### Consegna
Puoi ripetere parola per parola il passo del testo sul rapporto tra cliente e avvocato, a partire da "Anonimo ha detto..." e proseguendo fino a "resto dei clienti."?
==== Sezione del testo
L'assenza di regolamentazione e di trasparenza nel rapporto cliente-avvocato (e ciò vale anche per altri prfessionisti)è alla radice della "zona grigia " che viene sfruttata dalle "oligarchie mafiose" per spremere utili diretti , indiretti e "valore aggiunto" in danno della società e del cittadino.
Tutte le "lungaggini" le "distorsioni ",le "confusioni" lamentate nei Tribunali da Giudici e Avvocati hanno la loro origine in questa "zona grigia" relazionale e pre-processuale, che può in molti casi impedire oggettivamente al "processo " di essere quel" momento di effettiva legalità" che Felice Lima ,ottimisticamente ,gli attribuisce .Ecco perchè è assolutamente neccessario imporre più trasparenza e responsabilità alla relazione contrattuale tra cliente e professionista ,sottraendola al limbo di una "Fiducia " che sempre più spesso poggia sulla "frode ,sul raggiro e sulla mistificazione .
Maria Cristina

Anonimo ha detto...

@ Maria Cristina
Non a caso - parlando di fiducia, se questo è il punto (cruciale) della discussione - citavo alla fine la parentela, stretta: che è emblematico per dire che se lo si fa con i parenti (e amici) figuriamoci con il resto dei clienti.
========
==== Dati registrati
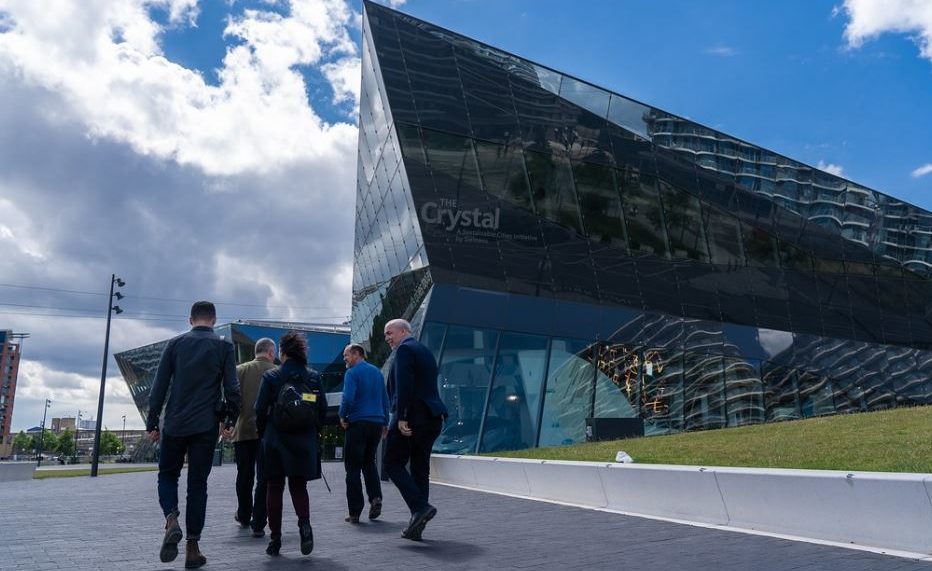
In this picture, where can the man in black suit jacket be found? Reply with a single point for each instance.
(417, 418)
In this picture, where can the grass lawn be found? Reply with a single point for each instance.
(898, 440)
(101, 471)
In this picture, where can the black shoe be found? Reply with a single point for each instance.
(418, 521)
(243, 523)
(375, 508)
(307, 538)
(169, 549)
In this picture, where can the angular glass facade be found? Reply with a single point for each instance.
(570, 253)
(324, 354)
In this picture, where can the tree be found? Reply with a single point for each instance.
(110, 444)
(66, 443)
(22, 442)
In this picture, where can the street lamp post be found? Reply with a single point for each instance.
(48, 403)
(111, 309)
(77, 430)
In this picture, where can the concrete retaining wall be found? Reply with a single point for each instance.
(10, 471)
(880, 510)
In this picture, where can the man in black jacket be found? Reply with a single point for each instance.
(417, 418)
(197, 368)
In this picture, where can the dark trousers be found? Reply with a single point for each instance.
(359, 448)
(297, 489)
(399, 450)
(250, 470)
(200, 451)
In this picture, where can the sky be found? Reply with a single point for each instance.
(207, 149)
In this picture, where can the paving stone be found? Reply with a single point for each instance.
(114, 522)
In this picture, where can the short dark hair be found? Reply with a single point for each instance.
(203, 310)
(294, 345)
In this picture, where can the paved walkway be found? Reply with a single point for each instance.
(113, 522)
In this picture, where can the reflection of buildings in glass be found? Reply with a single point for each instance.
(571, 253)
(325, 354)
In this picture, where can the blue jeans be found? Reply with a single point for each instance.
(200, 451)
(359, 448)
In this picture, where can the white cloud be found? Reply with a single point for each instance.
(830, 168)
(922, 171)
(113, 158)
(869, 19)
(344, 75)
(721, 51)
(257, 119)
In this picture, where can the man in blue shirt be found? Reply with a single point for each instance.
========
### Risposta
Anonimo ha detto...

@ Maria Cristina
Non a caso - parlando di fiducia, se questo è il punto (cruciale) della discussione - citavo alla fine la parentela, stretta: che è emblematico per dire che se lo si fa con i parenti (e amici) figuriamoci con il resto dei clienti.